BEGIN Material to process

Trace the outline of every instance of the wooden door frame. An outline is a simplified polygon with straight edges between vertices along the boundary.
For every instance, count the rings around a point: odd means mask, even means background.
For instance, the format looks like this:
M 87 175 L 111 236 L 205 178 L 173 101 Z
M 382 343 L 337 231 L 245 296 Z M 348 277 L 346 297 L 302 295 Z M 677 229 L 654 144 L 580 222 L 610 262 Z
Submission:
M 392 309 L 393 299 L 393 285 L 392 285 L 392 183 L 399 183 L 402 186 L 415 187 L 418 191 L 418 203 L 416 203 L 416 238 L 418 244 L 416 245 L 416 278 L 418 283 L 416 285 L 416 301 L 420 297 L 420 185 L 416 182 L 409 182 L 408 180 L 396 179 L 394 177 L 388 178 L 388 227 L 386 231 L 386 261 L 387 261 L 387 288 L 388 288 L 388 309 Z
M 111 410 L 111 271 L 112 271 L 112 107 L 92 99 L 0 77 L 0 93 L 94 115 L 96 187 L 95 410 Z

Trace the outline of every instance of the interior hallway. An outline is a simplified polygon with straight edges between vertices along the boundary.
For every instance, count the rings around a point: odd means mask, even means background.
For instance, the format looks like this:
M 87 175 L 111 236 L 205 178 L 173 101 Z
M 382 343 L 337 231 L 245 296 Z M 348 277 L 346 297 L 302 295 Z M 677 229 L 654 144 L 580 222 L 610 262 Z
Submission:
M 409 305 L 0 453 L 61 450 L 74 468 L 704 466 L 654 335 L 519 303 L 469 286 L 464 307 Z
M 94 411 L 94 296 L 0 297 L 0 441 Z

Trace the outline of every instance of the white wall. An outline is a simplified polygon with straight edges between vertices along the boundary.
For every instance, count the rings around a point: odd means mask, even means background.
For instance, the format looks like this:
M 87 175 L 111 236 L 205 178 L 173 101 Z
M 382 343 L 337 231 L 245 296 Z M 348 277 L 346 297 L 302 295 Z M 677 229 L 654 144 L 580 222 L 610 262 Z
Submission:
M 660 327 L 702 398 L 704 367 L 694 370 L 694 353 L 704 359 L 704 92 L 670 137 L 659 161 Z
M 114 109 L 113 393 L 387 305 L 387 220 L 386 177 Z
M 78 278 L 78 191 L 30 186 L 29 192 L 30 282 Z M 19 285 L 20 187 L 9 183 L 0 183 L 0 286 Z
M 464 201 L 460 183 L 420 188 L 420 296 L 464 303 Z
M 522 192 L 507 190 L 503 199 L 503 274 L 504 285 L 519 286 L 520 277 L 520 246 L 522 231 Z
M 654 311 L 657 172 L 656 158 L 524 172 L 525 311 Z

END Material to process

- **Set problem**
Please retype all of the lines above, keeping every character unchanged.

- **Solution**
Trace the outline of every instance of the wooden door frame. An outline is a simplified polygon with straight edges between vertices along the boundary.
For every instance, count the rings around a point: odd means mask, even means background.
For instance, the format looks like this:
M 87 175 L 111 236 L 205 178 L 173 101 Z
M 382 343 L 337 231 L 245 296 Z M 348 277 L 346 297 L 302 295 Z M 677 229 L 654 144 L 580 222 L 610 262 Z
Submission:
M 392 309 L 393 299 L 393 285 L 392 285 L 392 183 L 399 183 L 402 186 L 415 187 L 418 191 L 418 203 L 416 203 L 416 238 L 418 244 L 416 245 L 416 278 L 418 283 L 416 285 L 416 301 L 420 297 L 420 185 L 416 182 L 409 182 L 408 180 L 396 179 L 394 177 L 388 178 L 388 227 L 386 231 L 386 261 L 387 261 L 387 288 L 388 288 L 388 309 Z
M 111 410 L 111 271 L 112 271 L 112 107 L 92 99 L 0 77 L 0 93 L 94 115 L 96 187 L 95 410 Z

Trace the outline of every instance of the interior hallway. An outline is a simplified polygon with straight edges between vertices along the boundary.
For every instance, count the rings around a point: odd means mask, even means background.
For instance, the format looks like this:
M 87 175 L 111 236 L 205 178 L 173 101 Z
M 382 343 L 337 231 L 245 296 Z M 348 277 L 346 297 L 302 295 Z M 677 229 L 654 144 L 580 222 L 610 262 Z
Submission:
M 409 305 L 0 453 L 61 450 L 74 468 L 704 466 L 654 335 L 519 303 L 469 286 L 464 307 Z
M 94 411 L 94 296 L 0 297 L 0 441 Z

Trace the outline of every instance of the white wall. An outline is a simplified polygon with straight edges between vertices along the boundary.
For every instance, count the rings around a point: odd means mask, even means background.
For instance, the format looks like this:
M 87 175 L 111 236 L 205 178 L 173 101 Z
M 382 343 L 337 231 L 245 296 Z M 348 277 L 346 297 L 302 295 Z M 677 229 L 654 144 L 580 222 L 610 262 Z
Submission:
M 660 327 L 702 398 L 704 367 L 694 370 L 694 353 L 704 359 L 704 92 L 670 137 L 659 161 Z
M 114 109 L 113 393 L 387 305 L 387 220 L 386 177 Z
M 78 278 L 78 191 L 30 186 L 29 192 L 30 282 Z M 19 285 L 20 187 L 9 183 L 0 183 L 0 286 Z
M 464 201 L 460 183 L 420 188 L 420 296 L 464 303 Z
M 522 192 L 507 190 L 503 199 L 503 274 L 504 285 L 519 286 L 520 277 L 520 246 L 522 231 Z
M 654 311 L 657 172 L 656 158 L 524 172 L 525 311 Z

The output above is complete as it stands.